START Text provided

Towards an autonomous robotic battery materials research platform powered by automated workflow and ontologized FAIR data management
Graham Kimbell a, Enea Svaluto-Ferro a, Nukorn Plainpan a, Benjamin Kunz a, Maximilian Becker a, David Reber a, Ruben-Simon Kühnel a, Peter Kraus a, Edan Bainglass b, Loris Ercole c, Fancisco Ramirez c, Giovanni Pizzi b c, Nicola Marzari b c, Yuhui Hou e, Stefano Di Leone e, Andrew Paterson e, Dominique Sauter e, Emmanouil Tzirakis e, Jos de Keijzer e, Amira Abou-Hamdan e, Michael Schneider e, Corsin Battaglia a c d
a Empa, Swiss Federal Laboratories of Materials Science and Technology, Switzerland
b Paul Scherrer Institut (PSI), Forschungsstrasse 111, Villigen, Switzerland
c Ecole Polytechnique Fédérale de Lausanne (EPFL)
d ETH Zurich, Department of Information Technology and Electrical Engineering, Switzerland
e Chemspeed Technologies AG, Switzerland
Proceedings of MATSUS Fall 2024 Conference (MATSUSFall24)
#AMADISTA - Accelerated Materials Discovery Through Automation and Machine Learning
Lausanne, Switzerland, 2024 November 12th - 15th
Organizers: Philippe Schwaller, Tobias Stubhan and Christian Wolff
Oral, Graham Kimbell, presentation 196
Publication date: 28th August 2024

Automation in experimental battery research is limited, and cell assembly and cycling often require labor-intensive steps. Additionally, the outcomes of lab-level battery research are not always reproducible and are often dependent on the skill of the researchers. Extending lab automation improves reproducibility, accelerates experiments, and frees experimentalists from repetitive tasks, providing more time for creativity.

END Text provided
START Recorded data

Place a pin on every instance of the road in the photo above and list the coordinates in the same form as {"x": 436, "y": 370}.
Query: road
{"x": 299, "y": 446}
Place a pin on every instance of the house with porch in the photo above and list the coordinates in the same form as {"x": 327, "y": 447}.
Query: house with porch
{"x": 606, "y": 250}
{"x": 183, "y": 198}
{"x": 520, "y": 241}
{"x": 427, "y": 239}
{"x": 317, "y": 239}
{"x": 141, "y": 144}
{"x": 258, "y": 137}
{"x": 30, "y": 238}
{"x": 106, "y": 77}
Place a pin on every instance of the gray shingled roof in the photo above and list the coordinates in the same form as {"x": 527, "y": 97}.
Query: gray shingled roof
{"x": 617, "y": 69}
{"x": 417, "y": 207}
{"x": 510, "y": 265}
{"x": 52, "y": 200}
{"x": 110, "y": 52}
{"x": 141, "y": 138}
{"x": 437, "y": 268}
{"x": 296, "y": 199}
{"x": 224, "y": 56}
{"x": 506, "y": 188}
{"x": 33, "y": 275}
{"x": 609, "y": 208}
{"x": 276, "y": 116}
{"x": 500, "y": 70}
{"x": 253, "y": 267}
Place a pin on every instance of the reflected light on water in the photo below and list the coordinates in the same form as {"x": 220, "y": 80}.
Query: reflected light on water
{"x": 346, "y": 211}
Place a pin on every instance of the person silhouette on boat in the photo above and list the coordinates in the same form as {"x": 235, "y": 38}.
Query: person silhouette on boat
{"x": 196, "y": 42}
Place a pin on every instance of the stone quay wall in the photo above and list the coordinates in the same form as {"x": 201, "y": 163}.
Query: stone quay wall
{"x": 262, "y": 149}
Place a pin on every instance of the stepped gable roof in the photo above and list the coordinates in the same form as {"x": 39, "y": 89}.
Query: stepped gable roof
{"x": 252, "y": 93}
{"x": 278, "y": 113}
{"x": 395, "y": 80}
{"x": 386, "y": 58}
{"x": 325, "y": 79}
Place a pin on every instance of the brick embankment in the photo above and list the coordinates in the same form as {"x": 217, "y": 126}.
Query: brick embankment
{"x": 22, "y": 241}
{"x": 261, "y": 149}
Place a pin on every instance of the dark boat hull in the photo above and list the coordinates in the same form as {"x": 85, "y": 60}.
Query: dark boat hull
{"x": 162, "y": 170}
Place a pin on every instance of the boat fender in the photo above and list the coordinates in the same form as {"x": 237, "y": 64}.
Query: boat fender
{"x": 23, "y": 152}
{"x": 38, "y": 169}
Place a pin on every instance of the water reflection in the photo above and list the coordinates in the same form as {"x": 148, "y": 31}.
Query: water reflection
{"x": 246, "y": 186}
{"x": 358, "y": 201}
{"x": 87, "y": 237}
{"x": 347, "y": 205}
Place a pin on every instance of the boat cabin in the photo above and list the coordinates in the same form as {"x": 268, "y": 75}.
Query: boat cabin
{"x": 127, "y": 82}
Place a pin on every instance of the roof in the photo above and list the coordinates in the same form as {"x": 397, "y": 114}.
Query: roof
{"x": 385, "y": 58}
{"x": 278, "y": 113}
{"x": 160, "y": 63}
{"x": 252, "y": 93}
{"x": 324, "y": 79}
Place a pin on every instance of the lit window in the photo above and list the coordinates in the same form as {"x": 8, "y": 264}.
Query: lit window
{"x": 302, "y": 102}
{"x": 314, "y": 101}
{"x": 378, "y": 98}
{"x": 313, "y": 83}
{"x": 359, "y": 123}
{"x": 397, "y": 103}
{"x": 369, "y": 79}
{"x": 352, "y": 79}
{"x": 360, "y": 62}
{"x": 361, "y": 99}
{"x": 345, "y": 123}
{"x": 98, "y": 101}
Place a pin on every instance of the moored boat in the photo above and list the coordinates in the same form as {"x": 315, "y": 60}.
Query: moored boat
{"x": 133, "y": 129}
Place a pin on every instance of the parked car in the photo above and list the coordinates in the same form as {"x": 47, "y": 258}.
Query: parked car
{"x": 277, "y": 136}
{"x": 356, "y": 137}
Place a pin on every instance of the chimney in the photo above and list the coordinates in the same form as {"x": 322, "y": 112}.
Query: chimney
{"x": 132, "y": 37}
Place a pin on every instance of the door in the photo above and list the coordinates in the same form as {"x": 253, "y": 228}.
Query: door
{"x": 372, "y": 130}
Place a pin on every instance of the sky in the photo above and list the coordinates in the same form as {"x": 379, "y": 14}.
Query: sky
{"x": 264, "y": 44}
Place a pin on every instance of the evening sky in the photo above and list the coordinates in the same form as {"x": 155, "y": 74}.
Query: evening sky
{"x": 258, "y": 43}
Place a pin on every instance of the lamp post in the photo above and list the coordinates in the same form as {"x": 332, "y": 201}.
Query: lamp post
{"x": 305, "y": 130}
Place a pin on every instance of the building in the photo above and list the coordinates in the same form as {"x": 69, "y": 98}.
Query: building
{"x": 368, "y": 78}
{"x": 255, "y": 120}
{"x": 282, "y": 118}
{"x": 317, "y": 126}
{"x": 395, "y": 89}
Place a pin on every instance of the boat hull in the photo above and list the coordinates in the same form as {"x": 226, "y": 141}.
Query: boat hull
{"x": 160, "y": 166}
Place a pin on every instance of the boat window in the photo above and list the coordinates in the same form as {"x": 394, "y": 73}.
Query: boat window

END Recorded data

→ **Try it**:
Translate this sentence from the battery research abstract into Spanish: "Automation in experimental battery research is limited, and cell assembly and cycling often require labor-intensive steps." Rely only on the battery research abstract and not on the saved entries.

→ **Solution to this task**:
La automatización en la investigación experimental de baterías es limitada, y el ensamblaje y el ciclado de las celdas a menudo requieren pasos que exigen mucha mano de obra.